[DESCRIPTION OF THE TASK]
Word for word, print the entries that follow.

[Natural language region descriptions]
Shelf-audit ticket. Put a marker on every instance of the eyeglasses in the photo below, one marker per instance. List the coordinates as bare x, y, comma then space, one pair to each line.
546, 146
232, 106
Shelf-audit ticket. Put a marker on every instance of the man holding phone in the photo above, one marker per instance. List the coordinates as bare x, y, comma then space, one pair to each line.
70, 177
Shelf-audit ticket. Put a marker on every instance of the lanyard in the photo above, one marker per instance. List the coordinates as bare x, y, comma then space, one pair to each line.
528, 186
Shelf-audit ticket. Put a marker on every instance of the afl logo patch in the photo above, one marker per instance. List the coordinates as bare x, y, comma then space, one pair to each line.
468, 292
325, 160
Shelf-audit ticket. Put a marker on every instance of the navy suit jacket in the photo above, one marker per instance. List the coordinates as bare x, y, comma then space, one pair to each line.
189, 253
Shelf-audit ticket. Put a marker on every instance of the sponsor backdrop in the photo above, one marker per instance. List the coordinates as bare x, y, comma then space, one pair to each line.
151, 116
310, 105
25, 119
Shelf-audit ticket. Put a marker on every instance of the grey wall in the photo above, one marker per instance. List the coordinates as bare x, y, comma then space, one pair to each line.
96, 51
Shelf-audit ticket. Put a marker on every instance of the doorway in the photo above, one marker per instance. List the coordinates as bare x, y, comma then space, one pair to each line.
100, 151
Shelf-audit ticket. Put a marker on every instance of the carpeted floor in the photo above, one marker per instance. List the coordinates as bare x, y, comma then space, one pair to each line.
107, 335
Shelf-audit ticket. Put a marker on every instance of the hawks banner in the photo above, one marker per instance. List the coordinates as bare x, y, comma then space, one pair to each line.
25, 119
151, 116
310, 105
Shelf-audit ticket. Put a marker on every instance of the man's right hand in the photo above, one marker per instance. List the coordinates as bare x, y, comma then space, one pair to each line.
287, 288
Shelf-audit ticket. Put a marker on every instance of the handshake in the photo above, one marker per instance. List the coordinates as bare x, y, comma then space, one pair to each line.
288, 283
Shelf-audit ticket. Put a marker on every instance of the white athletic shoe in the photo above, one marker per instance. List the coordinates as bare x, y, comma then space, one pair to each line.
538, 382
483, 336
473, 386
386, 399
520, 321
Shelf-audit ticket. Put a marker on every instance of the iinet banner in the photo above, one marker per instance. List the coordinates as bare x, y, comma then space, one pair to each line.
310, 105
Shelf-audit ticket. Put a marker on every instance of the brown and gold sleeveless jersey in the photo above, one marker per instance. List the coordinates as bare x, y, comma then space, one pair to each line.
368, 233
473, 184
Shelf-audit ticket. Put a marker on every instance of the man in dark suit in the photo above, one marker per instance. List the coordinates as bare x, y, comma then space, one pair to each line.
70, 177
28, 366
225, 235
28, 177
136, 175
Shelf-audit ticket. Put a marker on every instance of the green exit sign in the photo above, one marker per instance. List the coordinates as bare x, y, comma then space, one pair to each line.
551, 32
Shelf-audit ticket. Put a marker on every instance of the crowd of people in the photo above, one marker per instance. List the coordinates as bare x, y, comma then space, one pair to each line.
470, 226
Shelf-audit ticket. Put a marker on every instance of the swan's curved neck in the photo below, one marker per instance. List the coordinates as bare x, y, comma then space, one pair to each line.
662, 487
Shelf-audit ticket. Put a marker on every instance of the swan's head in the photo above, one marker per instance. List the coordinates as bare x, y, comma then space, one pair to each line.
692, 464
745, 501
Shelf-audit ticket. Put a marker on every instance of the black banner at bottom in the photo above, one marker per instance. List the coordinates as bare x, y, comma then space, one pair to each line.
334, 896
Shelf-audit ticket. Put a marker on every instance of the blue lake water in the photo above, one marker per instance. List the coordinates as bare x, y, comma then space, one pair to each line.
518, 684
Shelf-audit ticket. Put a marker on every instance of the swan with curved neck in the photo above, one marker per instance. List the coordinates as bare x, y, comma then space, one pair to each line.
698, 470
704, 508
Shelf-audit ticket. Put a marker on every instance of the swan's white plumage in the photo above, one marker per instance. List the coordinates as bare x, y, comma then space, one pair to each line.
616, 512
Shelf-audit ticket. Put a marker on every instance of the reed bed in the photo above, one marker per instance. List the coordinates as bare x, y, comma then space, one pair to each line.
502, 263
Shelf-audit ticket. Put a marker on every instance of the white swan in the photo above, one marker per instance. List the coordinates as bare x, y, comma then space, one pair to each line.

[REPLY TO THE TASK]
Shelf-audit ticket. Put a marker on every instance of the eyeglasses in the photo below, one marker per instance. List the coordinates as bare x, y, comma then space, one pair to each line.
546, 146
232, 106
Shelf-audit ticket. Put a marker on every instance of the man holding phone in the photo above, one marker per instance. List the coordinates as bare x, y, comma then space, one pair to each line.
70, 177
Shelf-audit ticket. Put a marker on every instance of the lanyard in the photo above, one marker per instance. List the coordinates as bare x, y, comma then space, one pair to each line.
528, 186
Shelf-audit ticket. Put a marker on every instance of the afl logo patch in the photo above, one marker per instance. List the coordinates as bare x, y, comma then space, one pair to each line.
468, 292
325, 160
Shelf-audit ticket. Put a marker on every instance of the navy suit jacket in the photo above, one marker per instance. List the coordinates as bare x, y, comma then space, one pair to each line.
189, 253
Shelf-audit ticket. Put a marker on every instance of the sponsor backdrop in the photo above, one marker per instance. List the coordinates as bare x, y, comma then space, one pair to each line.
151, 116
310, 105
25, 119
Shelf-audit ticket. Put a marker on every instance of the grey wall in the photo above, one marker per instance. List the coordinates as bare x, y, comma then space, one pair to each line.
96, 51
Shelf-audit ticket. Put a marker on every instance of the doorway in the photo above, one marker per instance. List the coordinates as bare x, y, comma then space, one pair to each line.
100, 151
Shelf-audit ticket. Put a marker on every instance of the carpeted floor in the photo above, one marker per instance. List the coordinates as bare x, y, comma then space, one pair to each line.
107, 335
Shelf-audit ticket. Put a marker on every instance of the hawks banner in the photo above, one marker per instance. List the coordinates as bare x, y, comma then space, one pair to each line.
25, 119
151, 116
310, 105
Shelf-audit ticket. Put a marker on every instance of the man's right hand in the photo above, one marker per instance. List the coordinates as bare x, y, comma then space, one pair to each line.
287, 288
Shelf-audit ticket. Put a marker on every instance of the handshake in the photo above, one marker per instance. List the coordinates as bare x, y, comma then space, one pair to each line.
288, 283
Shelf-audit ticket. Put a marker on every instance of the white athletic shoe in the photo above, one marker per instance. List the coordinates as bare x, y, comma then space, one pair to each line.
538, 382
483, 336
473, 386
386, 399
520, 321
Shelf-audit ticket. Put a marker on every instance of the iinet banner in the photo above, one marker per instance. List the coordinates as bare x, y, comma then space, one pair to each line.
310, 105
Shelf-audit ticket. Put a marker on every instance of the brown and gold sleeveless jersey in the photo above, one marker per instance. List the coordinates as bare x, y, comma then space, one pair to each line.
368, 233
473, 184
Shelf-audit ticket. Put a marker on every instance of the man in dark suit in the photo above, one marker per instance. List the coordinates as bare x, y, comma then space, one pair to each line.
70, 177
28, 366
225, 235
28, 177
136, 175
Shelf-audit ticket. Put a marker on every instance of the green exit sign in the photo above, one marker per instance. List the coordinates as bare x, y, comma then space, one pair to each line.
551, 32
Shelf-audit ticket. Put a marker on every instance of the crowd of people in the photo above, one marker per instance. List the coordinates as bare x, y, comma then space, one pair to each line.
470, 226
Shelf-audit ticket. Put a marker on every instance of the swan's curved neck in the photo below, one marker per instance. List the coordinates as bare x, y, comma then space, one pair to each line.
662, 487
Shelf-audit ticket. Put a marker on every instance of the swan's head in the photo above, one marker per instance. List the coordinates as bare x, y, comma then space, one pair to each line.
692, 464
745, 501
Shelf-audit ticket. Put a marker on every instance of the black banner at bottom in the photo above, one marker per instance. List the coordinates as bare x, y, comma then space, one pair to each line.
334, 896
Shelf-audit ticket. Put a marker on every instance of the blue lake water in the photo above, one marker per instance. List the coordinates as bare x, y, comma then space, one pair to each line.
518, 684
Shelf-audit ticket. Put a marker on every instance of the swan with curved neck in the photo above, one marker per instance. List the coordinates as bare x, y, comma then space, one pair to each line.
698, 470
704, 508
Shelf-audit ticket. Put a marker on every instance of the swan's white plumage in the photo above, one marker per instance. List the coordinates as bare x, y, comma then space, one pair to each line.
616, 512
Shelf-audit ticket. Put a marker on every instance of the reed bed in the photo above, one marker per instance. List the coordinates as bare x, y, comma then space, one pair to each line.
502, 263
Shelf-audit ticket. Put a marker on every instance of the white swan in the photo above, one marker per instance. List the coordinates as bare x, y, comma then space, one pair to each line.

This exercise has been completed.